Available: English, Spanish, Japanese, Korean, Mandarin, Vietnamese, Ukrainian, Arabic

Event-Driven Interface

Moonshine uses events to notify your app of transcription updates:
transcriber.addListener { event in
    switch event {
    case .lineStarted(let line):
        // New speech segment detected
        print("Started: \(line.text)")
        
    case .lineTextChanged(let line):
        // Text updated during speech
        print("Updated: \(line.text)")
        
    case .lineCompleted(let line):
        // Speech segment finished
        print("Completed: \(line.text)")
    }
}

Event Guarantees

  • lineStarted called exactly once per segment
  • lineCompleted called exactly once per segment (after lineStarted)
  • lineTextChanged called zero or more times between start and completion
  • Only one line active at a time per stream
  • Each line has a unique 64-bit lineId
  • Line data never changes after lineCompleted

Performance Considerations

Model Size vs Accuracy

ModelSizeWERiPhone 12 Latency
Tiny26MB12.66%~30ms
Tiny Streaming34MB12.00%~25ms
Base58MB10.07%~40ms
Small Streaming123MB7.84%~60ms
Medium Streaming245MB6.65%~90ms

Optimization Tips

  1. Use streaming models for real-time applications (lower latency)

--- Information supplied ---

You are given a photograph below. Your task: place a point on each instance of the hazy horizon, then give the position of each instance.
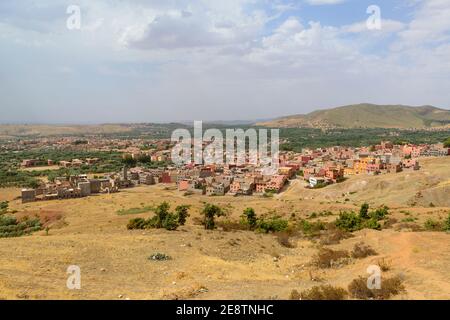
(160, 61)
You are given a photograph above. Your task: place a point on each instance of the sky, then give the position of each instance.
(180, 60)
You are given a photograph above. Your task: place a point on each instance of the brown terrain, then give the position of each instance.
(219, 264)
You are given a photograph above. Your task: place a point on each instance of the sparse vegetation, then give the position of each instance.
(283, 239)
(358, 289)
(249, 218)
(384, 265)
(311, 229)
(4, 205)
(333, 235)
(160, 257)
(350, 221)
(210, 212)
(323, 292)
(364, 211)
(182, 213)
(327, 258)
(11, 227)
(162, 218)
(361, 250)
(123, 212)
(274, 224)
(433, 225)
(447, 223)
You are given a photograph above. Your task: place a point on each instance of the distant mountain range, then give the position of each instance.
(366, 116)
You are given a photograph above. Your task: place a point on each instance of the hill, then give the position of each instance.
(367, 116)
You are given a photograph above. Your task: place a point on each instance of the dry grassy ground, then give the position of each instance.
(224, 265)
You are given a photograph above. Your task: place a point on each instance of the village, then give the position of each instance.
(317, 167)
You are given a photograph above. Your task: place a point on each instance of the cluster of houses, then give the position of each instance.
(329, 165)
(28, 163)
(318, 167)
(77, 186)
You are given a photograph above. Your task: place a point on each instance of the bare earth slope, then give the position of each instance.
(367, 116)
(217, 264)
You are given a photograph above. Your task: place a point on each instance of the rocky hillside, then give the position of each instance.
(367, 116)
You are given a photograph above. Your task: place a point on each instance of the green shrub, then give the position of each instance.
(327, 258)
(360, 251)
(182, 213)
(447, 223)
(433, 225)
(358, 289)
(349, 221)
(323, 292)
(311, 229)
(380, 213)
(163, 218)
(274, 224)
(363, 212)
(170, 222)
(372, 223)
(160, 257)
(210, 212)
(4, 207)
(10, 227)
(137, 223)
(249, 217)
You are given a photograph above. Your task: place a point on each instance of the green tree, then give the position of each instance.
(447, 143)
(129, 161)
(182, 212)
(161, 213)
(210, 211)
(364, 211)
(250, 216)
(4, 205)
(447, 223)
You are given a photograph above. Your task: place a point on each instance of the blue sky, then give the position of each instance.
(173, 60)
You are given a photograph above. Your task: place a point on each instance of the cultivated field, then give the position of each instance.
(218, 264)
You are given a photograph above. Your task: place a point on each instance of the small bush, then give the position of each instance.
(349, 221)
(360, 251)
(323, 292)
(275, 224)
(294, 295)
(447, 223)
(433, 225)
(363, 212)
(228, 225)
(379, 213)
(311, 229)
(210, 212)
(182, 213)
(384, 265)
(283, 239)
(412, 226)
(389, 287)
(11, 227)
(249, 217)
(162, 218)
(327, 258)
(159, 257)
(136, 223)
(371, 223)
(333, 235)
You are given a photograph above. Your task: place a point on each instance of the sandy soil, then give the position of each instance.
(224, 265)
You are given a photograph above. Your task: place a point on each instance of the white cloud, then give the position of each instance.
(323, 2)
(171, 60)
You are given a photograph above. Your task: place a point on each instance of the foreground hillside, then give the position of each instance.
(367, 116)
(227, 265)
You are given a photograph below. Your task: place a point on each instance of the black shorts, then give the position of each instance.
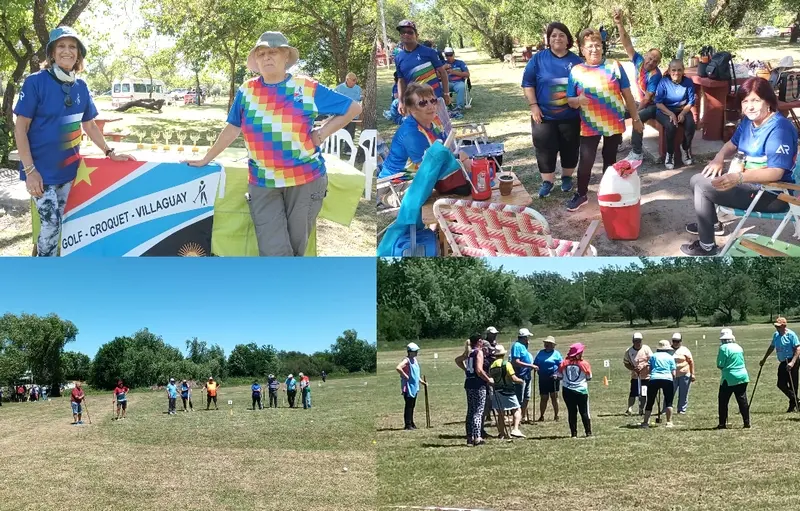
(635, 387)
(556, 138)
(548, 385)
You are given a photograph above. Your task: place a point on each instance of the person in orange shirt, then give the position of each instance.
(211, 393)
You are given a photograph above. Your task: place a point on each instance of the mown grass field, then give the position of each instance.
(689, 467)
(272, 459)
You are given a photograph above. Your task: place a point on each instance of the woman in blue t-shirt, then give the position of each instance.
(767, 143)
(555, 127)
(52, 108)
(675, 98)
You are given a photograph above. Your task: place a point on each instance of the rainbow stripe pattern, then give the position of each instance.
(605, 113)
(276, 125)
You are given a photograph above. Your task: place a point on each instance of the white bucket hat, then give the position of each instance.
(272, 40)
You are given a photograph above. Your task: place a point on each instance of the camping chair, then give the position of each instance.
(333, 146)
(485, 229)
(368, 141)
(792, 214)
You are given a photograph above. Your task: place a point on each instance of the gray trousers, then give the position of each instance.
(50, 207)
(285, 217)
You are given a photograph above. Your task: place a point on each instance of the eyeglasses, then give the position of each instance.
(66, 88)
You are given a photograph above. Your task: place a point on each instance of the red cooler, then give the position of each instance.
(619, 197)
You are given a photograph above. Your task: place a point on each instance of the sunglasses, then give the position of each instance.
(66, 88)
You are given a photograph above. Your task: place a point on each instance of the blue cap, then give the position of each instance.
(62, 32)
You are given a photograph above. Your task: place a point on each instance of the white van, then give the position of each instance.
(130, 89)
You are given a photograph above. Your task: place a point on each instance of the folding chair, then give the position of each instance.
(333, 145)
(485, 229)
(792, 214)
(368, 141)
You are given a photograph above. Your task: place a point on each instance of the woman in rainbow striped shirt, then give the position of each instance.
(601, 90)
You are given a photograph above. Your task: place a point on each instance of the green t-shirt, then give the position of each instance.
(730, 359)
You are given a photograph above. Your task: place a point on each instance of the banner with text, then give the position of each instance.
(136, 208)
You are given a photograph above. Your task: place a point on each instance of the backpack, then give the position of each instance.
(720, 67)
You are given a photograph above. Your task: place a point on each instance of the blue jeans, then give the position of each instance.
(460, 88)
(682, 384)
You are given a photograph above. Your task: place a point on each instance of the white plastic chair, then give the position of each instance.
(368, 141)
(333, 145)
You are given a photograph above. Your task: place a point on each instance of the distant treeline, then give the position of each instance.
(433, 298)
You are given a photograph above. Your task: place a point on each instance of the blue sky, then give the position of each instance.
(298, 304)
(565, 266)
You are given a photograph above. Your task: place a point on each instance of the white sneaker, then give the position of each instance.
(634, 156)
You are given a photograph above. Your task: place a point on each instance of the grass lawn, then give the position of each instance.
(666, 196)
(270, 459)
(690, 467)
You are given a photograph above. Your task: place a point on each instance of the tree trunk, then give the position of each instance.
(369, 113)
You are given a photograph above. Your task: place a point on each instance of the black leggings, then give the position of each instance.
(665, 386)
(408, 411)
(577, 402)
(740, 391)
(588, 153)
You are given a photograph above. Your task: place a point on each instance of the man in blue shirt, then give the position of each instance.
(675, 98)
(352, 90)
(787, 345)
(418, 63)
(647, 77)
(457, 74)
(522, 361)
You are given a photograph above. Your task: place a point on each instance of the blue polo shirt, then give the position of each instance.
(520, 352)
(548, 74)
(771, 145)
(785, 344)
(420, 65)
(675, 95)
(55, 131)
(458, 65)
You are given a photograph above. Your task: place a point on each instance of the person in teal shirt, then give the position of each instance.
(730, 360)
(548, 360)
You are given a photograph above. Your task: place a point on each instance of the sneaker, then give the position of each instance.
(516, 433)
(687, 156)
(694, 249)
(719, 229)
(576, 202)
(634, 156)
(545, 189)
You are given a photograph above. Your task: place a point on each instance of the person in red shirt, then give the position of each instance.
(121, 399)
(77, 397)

* * *

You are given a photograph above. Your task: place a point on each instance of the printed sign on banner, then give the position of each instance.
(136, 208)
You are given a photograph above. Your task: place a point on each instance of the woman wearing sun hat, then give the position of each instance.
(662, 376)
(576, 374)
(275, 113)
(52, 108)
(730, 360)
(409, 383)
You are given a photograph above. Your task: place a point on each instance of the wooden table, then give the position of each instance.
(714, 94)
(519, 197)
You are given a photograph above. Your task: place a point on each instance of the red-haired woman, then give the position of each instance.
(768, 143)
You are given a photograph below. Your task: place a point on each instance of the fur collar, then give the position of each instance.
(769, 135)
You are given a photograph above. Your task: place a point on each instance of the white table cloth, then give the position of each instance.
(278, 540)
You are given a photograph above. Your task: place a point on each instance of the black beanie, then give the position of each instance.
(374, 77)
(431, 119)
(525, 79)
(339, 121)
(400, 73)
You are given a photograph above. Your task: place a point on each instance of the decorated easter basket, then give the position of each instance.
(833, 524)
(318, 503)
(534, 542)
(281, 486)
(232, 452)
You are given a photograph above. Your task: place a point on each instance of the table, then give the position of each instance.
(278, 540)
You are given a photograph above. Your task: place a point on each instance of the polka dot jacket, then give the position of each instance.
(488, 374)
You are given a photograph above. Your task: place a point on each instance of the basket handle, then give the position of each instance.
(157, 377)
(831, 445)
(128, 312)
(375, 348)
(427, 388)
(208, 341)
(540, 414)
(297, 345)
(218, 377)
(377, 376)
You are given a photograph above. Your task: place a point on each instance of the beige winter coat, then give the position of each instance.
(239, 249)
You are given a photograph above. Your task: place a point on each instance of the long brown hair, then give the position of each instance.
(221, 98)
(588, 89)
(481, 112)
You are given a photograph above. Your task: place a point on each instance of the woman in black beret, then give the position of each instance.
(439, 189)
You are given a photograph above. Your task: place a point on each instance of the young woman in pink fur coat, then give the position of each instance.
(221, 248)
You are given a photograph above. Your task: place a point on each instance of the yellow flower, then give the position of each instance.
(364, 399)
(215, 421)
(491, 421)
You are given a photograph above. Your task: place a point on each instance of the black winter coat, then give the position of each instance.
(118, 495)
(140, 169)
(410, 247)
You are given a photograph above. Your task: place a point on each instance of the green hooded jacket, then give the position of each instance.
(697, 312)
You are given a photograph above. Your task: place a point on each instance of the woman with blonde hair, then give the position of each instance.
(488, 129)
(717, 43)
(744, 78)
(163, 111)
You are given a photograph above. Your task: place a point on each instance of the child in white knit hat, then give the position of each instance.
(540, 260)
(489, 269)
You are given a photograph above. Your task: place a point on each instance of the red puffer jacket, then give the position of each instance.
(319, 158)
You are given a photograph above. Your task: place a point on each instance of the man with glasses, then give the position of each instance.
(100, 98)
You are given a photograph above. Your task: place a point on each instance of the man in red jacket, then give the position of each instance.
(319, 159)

--- Challenges ---
1: From the Moonshine page, list every language it names as available.
2: Answer these from the Moonshine page:
(a) How many times is lineCompleted called per segment?
(b) How many bits long is each line's lineId?
(c) Which models does the first optimization tip recommend for real-time applications?
3: Translate this sentence from the Moonshine page into Spanish: "Moonshine uses events to notify your app of transcription updates:"

--- In response ---
1: English, Spanish, Japanese, Korean, Mandarin, Vietnamese, Ukrainian, Arabic

2:
(a) Exactly once per segment, after lineStarted.
(b) 64 bits.
(c) Streaming models.

3: Moonshine usa eventos para notificar a tu aplicación las actualizaciones de la transcripción: